- _Exercício A_
Liste todos os números que aparecem no texto sobre congelamento de óvulos e indique a que cada um se refere.
- _Exercício B_
Responda, com base no texto sobre congelamento de óvulos:
(i) Qual é a profissão de Kenia Lage Carvalho?
(ii) Que cargo Ricardo Melo Marinho ocupa na clínica Pró-Criar Medicina Reprodutiva?
(iii) Qual é o nome da técnica de congelar a célula reprodutiva feminina?
- _Exercício C_
Prolongue o texto sobre congelamento de óvulos a partir da última frase dele.

- _Texto fornecido_
Aos 26 anos, tive um cisto e retirei meu ovário esquerdo. Em meados de outubro do ano passado, surgiu o mesmo problema no ovário direito e recebi o diagnóstico de que precisaria retirá-lo também, para evitar a possibilidade de desenvolver um câncer. Imediatamente, tomei a decisão de congelar óvulos, com o apoio da minha mãe”, revela Kenia Lage Carvalho, psicóloga, de 41 anos. “A possibilidade de congelar óvulos e espermatozoides existe há bastante tempo”, ressalta o médico Ricardo Melo Marinho, diretor científico da clínica Pró-Criar Medicina Reprodutiva. “O que mudou nos últimos 10 anos foi o surgimento da técnica de congelar a célula reprodutiva feminina chamada vitrificação. Com ela, a sobrevida do óvulo congelado é muito mais eficiente e garante a preservação de uma média de 90% do material colhido”, informa.

- _Dados fornecidos_
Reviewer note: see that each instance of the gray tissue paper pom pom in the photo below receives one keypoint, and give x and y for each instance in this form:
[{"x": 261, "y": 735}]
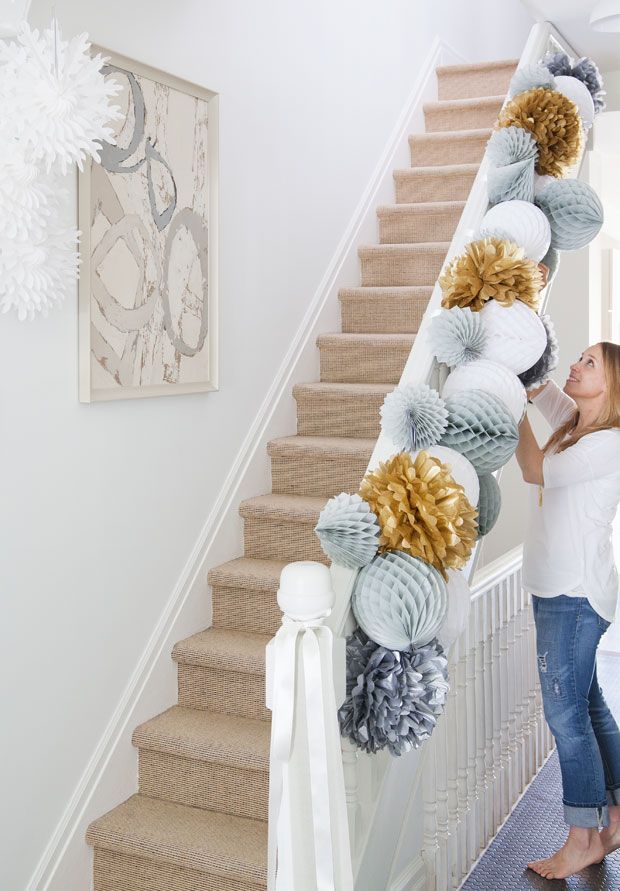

- _Resposta escrita A_
- 26: a idade em que Kenia Lage Carvalho teve um cisto e retirou o ovário esquerdo
- 41: a idade atual de Kenia Lage Carvalho
- 10: os últimos 10 anos, período em que surgiu a técnica de vitrificação
- 90%: a média do material colhido cuja preservação a vitrificação garante

- _Resposta escrita B_
(i) Psicóloga.
(ii) Diretor científico.
(iii) Vitrificação.

- _Resposta escrita C_
Especialista também no atendimento de pacientes que lutam contra o câncer, área conhecida como oncofertilidade, ele afirma que a descoberta da técnica significa um ganho de qualidade de vida para o paciente, principalmente mulheres que podem ter a capacidade reprodutiva prejudicada ou anulada pela doença, que prevê tratamentos como rádio ou quimioterapia. “Hoje, a principal indicação para a criopreservação é para mulheres que não têm um parceiro até o momento em que se aproximam da curva descendente de fertilidade (o famigerado limite dos 36 anos) ou vão se submeter a um tratamento de saúde, principalmente o câncer.”
O bom prognóstico de cura é um dos principais critérios de indicação para o tratamento que objetiva preservar a fertilidade. “Muitas são jovens e podem ter o desejo de gerar filhos futuramente, quando já estiveram curadas. Lembrando que estamos falando de avaliações e tratamentos multidisciplinares, em conjunto com diversos profissionais e o oncologista, que é com quem a paciente deve conversar sobre a questão da fertilidade antes mesmo de começar o tratamento indicado para combater o câncer.”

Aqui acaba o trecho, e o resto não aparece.